**Supplied text:**
§ §

Net sales for the Company’s military segment increased to $506.6 million from $506.0 million in the prior year quarter. The increase was due to new business gains associated with the distribution of fresh products, partially offset by continued lower sales at the Defense Commissary Agency (DeCA) operated commissaries.
Reported operating earnings for the military segment were $2.9 million compared to $3.4 million in the prior year quarter. Third quarter adjusted operating earnings were $2.9 million compared to $4.5 million in the prior year period. In the prior year third quarter, adjusted operating earnings exclude $1.1 million of pre-tax restructuring and asset impairment charges primarily related to a facility closure. The decrease was primarily due to the lack of inflationary gains and a shift in the business mix.
Balance Sheet and Cash Flow
Cash flow provided by operating activities for the year-to-date period was $78.6 million, compared to $129.9 million in the comparable period last year, primarily due to customer advances to support sales growth and the timing of working capital requirements.
Long-term debt and capital lease obligations, including current maturities, were $494.4 million at October 8, 2016 compared to $486.8 million at January 2, 2016. Net long-term debt (including current maturities and capital lease obligations and subtracting cash) for the Company was $468.0 million as of October 8, 2016 compared to $464.1 million at January 2, 2016. The Company’s total net long-term debt-to-capital ratio is 0.4-to-1.0 and net long-term debt to Adjusted EBITDA is 2.0-to-1.0, which approximates the Company’s goal, as of October 8, 2016. Net long-term debt is a non-GAAP financial measure. Please see the financial tables at the end of this press release for a reconciliation of long-term debt and capital lease obligations to total net long-term debt and capital lease obligations.
Mr. Eidson continued, “While we anticipate continued deflationary pressure for the remainder of the year, we are confident that we will continue to improve our top line performance as we deliver value to our food distribution and retail customers through our solutions-focused approach and commitment to exceeding our customers’ expectations. We expect our targeted capital investments and enhancements to our merchandising, pricing and promotional strategies will offset some of the deflationary and competitive pressures in the retail segment. In our food distribution and military network, we continue to allocate resources to drive new business development, which will better enable us to pursue opportunities within the alternative channel space.”

§ §

**Information provided:**
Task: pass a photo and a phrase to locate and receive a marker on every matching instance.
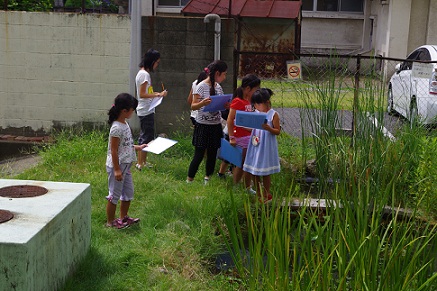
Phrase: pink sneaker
(129, 220)
(117, 223)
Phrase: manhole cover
(22, 191)
(5, 215)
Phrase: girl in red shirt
(240, 136)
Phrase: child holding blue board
(262, 157)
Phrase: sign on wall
(294, 70)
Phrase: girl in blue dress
(262, 158)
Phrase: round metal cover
(22, 191)
(5, 215)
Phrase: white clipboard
(159, 144)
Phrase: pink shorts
(120, 190)
(243, 141)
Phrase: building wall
(322, 32)
(60, 69)
(63, 69)
(186, 46)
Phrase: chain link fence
(307, 87)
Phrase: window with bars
(333, 5)
(173, 3)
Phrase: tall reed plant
(363, 239)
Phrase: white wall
(61, 68)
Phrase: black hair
(261, 95)
(122, 101)
(202, 76)
(149, 59)
(216, 66)
(251, 81)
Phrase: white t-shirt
(193, 90)
(126, 150)
(207, 117)
(143, 108)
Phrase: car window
(407, 65)
(424, 55)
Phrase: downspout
(135, 51)
(217, 31)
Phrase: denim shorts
(120, 190)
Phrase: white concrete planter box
(47, 237)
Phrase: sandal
(265, 199)
(129, 220)
(117, 223)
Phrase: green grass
(177, 240)
(185, 226)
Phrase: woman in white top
(202, 76)
(145, 94)
(208, 128)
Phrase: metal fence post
(356, 94)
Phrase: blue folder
(250, 119)
(218, 103)
(232, 154)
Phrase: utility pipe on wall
(217, 31)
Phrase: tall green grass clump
(365, 239)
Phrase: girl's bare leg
(124, 208)
(110, 212)
(142, 156)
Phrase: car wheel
(413, 114)
(390, 101)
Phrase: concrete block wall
(60, 69)
(186, 46)
(63, 69)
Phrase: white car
(412, 92)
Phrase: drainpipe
(217, 30)
(135, 51)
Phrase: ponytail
(216, 66)
(122, 101)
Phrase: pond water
(15, 150)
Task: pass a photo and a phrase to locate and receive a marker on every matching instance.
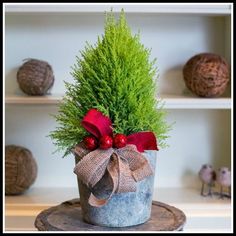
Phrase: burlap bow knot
(125, 167)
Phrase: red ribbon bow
(99, 125)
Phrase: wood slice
(68, 217)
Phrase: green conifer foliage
(116, 77)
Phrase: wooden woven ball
(206, 75)
(35, 77)
(20, 169)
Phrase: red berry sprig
(105, 142)
(119, 141)
(90, 142)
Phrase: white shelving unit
(202, 126)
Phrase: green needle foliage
(116, 77)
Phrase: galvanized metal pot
(123, 209)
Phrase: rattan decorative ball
(35, 77)
(206, 75)
(20, 169)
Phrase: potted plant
(111, 120)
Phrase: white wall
(198, 136)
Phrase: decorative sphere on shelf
(20, 169)
(206, 75)
(35, 77)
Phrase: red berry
(90, 142)
(120, 140)
(105, 142)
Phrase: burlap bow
(125, 166)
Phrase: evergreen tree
(116, 77)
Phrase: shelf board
(170, 101)
(202, 212)
(209, 9)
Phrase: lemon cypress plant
(117, 77)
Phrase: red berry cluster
(105, 142)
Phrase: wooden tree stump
(68, 217)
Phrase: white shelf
(25, 99)
(202, 212)
(219, 9)
(171, 101)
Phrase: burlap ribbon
(125, 166)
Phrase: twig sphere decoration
(20, 169)
(206, 75)
(35, 77)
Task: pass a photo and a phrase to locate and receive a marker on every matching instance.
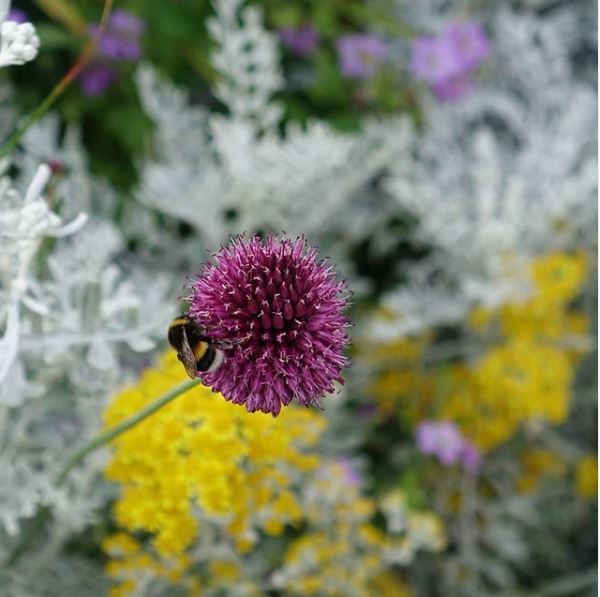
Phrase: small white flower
(19, 42)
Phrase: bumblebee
(196, 351)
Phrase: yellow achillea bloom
(529, 374)
(586, 477)
(202, 452)
(403, 387)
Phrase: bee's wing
(186, 355)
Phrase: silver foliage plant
(493, 182)
(505, 175)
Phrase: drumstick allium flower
(277, 310)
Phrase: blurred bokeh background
(442, 155)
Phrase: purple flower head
(120, 40)
(471, 43)
(441, 439)
(361, 55)
(96, 78)
(446, 62)
(453, 89)
(444, 440)
(300, 41)
(434, 59)
(17, 16)
(277, 311)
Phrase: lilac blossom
(447, 61)
(119, 42)
(301, 41)
(453, 89)
(444, 440)
(276, 310)
(471, 43)
(361, 55)
(434, 59)
(96, 78)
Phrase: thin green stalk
(37, 524)
(59, 88)
(110, 434)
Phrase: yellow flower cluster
(343, 553)
(586, 477)
(201, 452)
(538, 464)
(403, 386)
(528, 374)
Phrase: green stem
(110, 434)
(101, 440)
(59, 88)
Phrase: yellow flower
(586, 477)
(558, 276)
(200, 451)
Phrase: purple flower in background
(120, 40)
(361, 55)
(434, 59)
(96, 78)
(300, 41)
(441, 439)
(17, 16)
(276, 309)
(444, 440)
(447, 61)
(119, 43)
(453, 89)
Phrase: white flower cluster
(19, 42)
(503, 176)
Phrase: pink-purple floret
(277, 311)
(444, 440)
(448, 60)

§ §

**Exercises:**
[a] In the earnings release excerpt, what was the year-to-date cash flow provided by operating activities?
[b] Print everything in the earnings release excerpt from "Reported operating earnings" down to "working capital requirements.", word for word.

**Results by task:**
[a] $78.6 million

[b]
Reported operating earnings for the military segment were $2.9 million compared to $3.4 million in the prior year quarter. Third quarter adjusted operating earnings were $2.9 million compared to $4.5 million in the prior year period. In the prior year third quarter, adjusted operating earnings exclude $1.1 million of pre-tax restructuring and asset impairment charges primarily related to a facility closure. The decrease was primarily due to the lack of inflationary gains and a shift in the business mix.
Balance Sheet and Cash Flow
Cash flow provided by operating activities for the year-to-date period was $78.6 million, compared to $129.9 million in the comparable period last year, primarily due to customer advances to support sales growth and the timing of working capital requirements.